Do this: Return the line containing "900, row 375." and all lines after it exactly; stop at the end of the material.

Entries taken from a collection:
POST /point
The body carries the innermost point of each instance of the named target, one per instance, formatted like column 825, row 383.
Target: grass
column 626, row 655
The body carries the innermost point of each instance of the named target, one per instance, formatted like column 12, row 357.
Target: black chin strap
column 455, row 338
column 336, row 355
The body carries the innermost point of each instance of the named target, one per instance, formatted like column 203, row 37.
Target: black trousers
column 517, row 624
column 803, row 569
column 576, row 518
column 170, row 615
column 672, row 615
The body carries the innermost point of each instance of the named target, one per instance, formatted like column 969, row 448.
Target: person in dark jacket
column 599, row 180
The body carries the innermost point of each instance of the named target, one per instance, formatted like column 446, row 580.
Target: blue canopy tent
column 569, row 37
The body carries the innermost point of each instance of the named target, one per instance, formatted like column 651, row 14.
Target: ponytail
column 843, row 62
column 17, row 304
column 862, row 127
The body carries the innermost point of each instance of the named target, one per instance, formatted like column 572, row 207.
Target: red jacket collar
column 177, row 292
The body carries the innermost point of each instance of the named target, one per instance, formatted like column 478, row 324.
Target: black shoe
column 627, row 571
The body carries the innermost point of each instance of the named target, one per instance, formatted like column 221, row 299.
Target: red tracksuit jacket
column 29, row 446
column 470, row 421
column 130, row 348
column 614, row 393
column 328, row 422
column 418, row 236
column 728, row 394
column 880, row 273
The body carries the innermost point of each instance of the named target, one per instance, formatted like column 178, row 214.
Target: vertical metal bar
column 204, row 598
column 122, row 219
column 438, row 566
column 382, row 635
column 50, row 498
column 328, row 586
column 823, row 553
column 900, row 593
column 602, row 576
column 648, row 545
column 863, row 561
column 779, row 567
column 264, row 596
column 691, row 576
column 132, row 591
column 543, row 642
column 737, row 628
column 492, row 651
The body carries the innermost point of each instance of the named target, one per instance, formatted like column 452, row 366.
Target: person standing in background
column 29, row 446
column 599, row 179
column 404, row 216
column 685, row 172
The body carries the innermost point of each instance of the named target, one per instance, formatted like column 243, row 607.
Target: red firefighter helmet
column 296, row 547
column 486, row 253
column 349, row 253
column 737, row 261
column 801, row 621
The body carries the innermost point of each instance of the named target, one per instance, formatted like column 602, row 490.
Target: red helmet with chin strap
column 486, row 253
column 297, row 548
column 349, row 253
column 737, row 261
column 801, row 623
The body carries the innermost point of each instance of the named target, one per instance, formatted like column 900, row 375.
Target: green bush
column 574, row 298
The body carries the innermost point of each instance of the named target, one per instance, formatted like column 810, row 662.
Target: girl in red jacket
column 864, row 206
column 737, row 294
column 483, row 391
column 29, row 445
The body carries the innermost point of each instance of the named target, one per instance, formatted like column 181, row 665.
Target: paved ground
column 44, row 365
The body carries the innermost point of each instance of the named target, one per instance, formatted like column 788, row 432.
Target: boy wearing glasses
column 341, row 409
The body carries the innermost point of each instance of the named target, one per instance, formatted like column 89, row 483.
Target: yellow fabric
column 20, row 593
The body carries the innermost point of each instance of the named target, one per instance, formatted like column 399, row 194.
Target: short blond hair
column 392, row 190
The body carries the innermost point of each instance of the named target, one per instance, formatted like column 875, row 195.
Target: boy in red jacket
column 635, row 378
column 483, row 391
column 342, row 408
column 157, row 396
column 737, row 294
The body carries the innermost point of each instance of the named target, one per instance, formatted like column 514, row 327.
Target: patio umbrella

Expected output:
The body carries the innermost point of each instance of the named target, one per instance, formatted like column 900, row 375.
Target: green bush
column 574, row 298
The body carries the innermost point of each instance of the named target, one per instance, formatted like column 810, row 662.
Target: girl in red jacket
column 864, row 206
column 737, row 294
column 483, row 391
column 29, row 445
The body carries the innermost point of each instance of the named target, one per instance, formatted like column 181, row 665.
Target: paved ground
column 44, row 365
The body carries the innermost point of each instance of the named target, one per instance, formatted like column 788, row 432.
Target: boy wearing glasses
column 341, row 409
The body carries the innermost point of each instance of the named target, one per instance, formatted like column 89, row 483.
Target: yellow fabric
column 20, row 593
The body carries the innermost point of each instance of the named target, one per instance, formatted like column 399, row 194.
Target: short blond hair
column 392, row 190
The body carries the innermost point of each instance of the named target, one per instance, formatted like column 875, row 195.
Target: boy in red jacket
column 635, row 378
column 483, row 391
column 342, row 408
column 157, row 396
column 737, row 294
The body carries the innermost point of each instance of the named target, one per instance, formatted like column 514, row 327.
Target: patio umbrella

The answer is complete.